» **SET TASK**
Rewrite the material below, swapping "checkered" for "checked" wherever it occurs and leaving everything else unchanged. Omit the pictures from your answer.

» **GIVEN RECORDS**
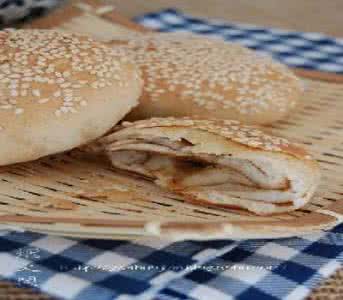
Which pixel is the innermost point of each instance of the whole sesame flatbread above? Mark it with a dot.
(187, 75)
(59, 90)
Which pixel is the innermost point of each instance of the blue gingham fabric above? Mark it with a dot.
(81, 269)
(77, 269)
(297, 49)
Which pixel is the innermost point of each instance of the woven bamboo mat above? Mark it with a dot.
(317, 125)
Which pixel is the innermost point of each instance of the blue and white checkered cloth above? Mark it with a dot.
(161, 270)
(297, 49)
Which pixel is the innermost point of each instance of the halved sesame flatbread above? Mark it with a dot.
(218, 162)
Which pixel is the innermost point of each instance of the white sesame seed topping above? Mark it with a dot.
(30, 58)
(206, 70)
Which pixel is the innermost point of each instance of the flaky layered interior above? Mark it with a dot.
(250, 180)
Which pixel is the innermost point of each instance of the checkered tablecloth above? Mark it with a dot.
(297, 49)
(162, 270)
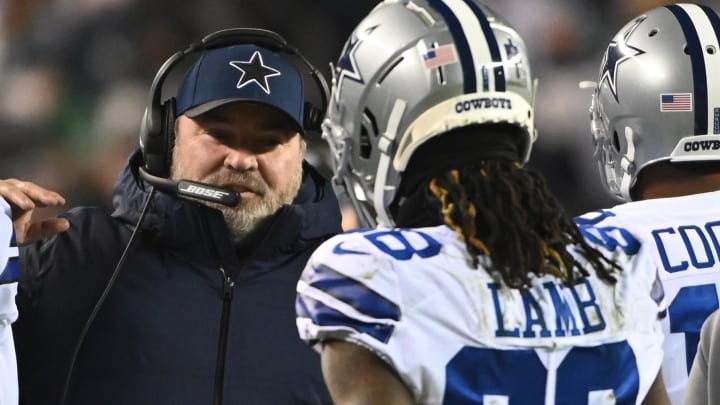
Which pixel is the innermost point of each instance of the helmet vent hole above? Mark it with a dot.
(616, 141)
(365, 144)
(368, 131)
(390, 69)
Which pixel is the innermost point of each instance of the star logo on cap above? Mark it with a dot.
(617, 53)
(255, 71)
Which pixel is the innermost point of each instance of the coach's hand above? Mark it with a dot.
(24, 197)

» **RESPONSE BELOW**
Which pixel is the innermost point of each instance of the whole sesame flatbread above? Mark it with a dot.
(187, 75)
(59, 90)
Which pixel is the innermost point of each instance of the blue gingham fabric above? Mark it with a dot.
(81, 269)
(77, 269)
(297, 49)
Which pixel is the innermost point of each instance of the woven bamboo mat above? Mark it with a dot.
(317, 125)
Which pixel is the innermost point of each instance of the blue and white checked cloth above? Mark it with a dot.
(161, 270)
(297, 49)
Which pixel is the innermost point of each instance of the halved sesame flatbread above? Mark it with a dot.
(218, 162)
Which pixel is the innermost point of each instance of the white sesame seed topping above? Mark it with a dot.
(30, 58)
(206, 70)
Which pixel is the innermost point of each instance of the flaky layered interior above? Mark it with a dot.
(250, 180)
Which pixel is the innermost point of each instance of the checked tablecloth above? Mark it with a dot.
(297, 49)
(162, 270)
Which pixel is the innermost point of each instance of the helmet vent hole above? Mark it with a dot.
(616, 141)
(365, 144)
(368, 131)
(390, 69)
Which pixel is the innermost point of each instance of the star logo on cap above? Mark it with a dot.
(617, 53)
(255, 71)
Which pixel is the innermost point of each instance of the coach's hand above? Mark it with a dot.
(24, 197)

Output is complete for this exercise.